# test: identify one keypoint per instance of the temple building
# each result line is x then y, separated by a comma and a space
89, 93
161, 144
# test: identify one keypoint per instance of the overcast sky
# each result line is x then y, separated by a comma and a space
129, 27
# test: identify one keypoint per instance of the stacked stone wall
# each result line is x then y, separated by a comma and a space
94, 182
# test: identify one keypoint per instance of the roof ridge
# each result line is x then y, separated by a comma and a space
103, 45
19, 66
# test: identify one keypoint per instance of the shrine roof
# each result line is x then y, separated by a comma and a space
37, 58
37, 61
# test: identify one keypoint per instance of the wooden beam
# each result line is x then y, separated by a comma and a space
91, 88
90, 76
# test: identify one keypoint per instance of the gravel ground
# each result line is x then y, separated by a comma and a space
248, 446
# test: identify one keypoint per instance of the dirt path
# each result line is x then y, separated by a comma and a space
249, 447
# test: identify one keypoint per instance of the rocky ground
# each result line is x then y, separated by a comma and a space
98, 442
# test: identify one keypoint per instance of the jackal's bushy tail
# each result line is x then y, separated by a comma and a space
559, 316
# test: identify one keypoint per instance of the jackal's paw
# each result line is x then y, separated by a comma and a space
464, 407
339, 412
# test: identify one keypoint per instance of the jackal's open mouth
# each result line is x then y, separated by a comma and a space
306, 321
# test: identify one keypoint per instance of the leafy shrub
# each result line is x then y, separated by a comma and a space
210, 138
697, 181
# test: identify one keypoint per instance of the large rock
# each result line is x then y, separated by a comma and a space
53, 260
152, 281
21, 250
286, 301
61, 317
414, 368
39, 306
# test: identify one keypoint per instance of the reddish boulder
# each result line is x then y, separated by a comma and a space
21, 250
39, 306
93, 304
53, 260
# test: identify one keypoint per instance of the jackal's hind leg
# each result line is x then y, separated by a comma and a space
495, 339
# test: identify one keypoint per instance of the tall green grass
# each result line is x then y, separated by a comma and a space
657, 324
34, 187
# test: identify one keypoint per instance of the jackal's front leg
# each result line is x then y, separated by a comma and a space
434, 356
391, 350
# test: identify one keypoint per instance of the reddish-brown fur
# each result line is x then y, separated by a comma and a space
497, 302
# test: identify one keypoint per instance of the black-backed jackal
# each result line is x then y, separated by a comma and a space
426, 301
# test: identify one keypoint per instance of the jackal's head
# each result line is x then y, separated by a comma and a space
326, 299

————————

** WRITTEN INSTRUCTION **
Copy exactly the lines from the one containing "# test: identify one keypoint per instance of the leafy" through the last line of the records, both included, and nothing else.

** RESPONSE TO THE TASK **
# test: identify one keypoint per instance of the leafy shrub
# each result line is x then y, separated by a comma and a space
210, 138
697, 181
# test: identify one keypoint per instance of the large rock
# each result line is x then y, separated by a comma and a space
53, 260
152, 281
21, 250
286, 301
61, 317
414, 368
39, 306
# test: identify one keypoint per instance of the reddish boulder
# each result line is x then y, separated by a comma and a space
21, 250
39, 306
93, 304
53, 260
# test: identify one keypoint per instance of the jackal's hind leg
# each result line is x then y, separated by a comma and a space
495, 339
# test: identify one keypoint per instance of the tall green grass
# each result line is x then y, separated by a comma and a space
657, 324
34, 187
# test: identify one keypoint per instance of the jackal's front leg
# each result line is x then y, separated by a comma and a space
434, 356
391, 350
# test: identify one keypoint per instance of the reddish-brown fur
# each result line is x then y, separated by a comma and a space
497, 302
# test: identify one keypoint per instance of the black-backed jackal
# each result line is x then y, separated by a comma and a space
426, 301
# test: identify one keypoint per instance of the jackal's head
# each result line is x then y, separated by a comma and a space
326, 299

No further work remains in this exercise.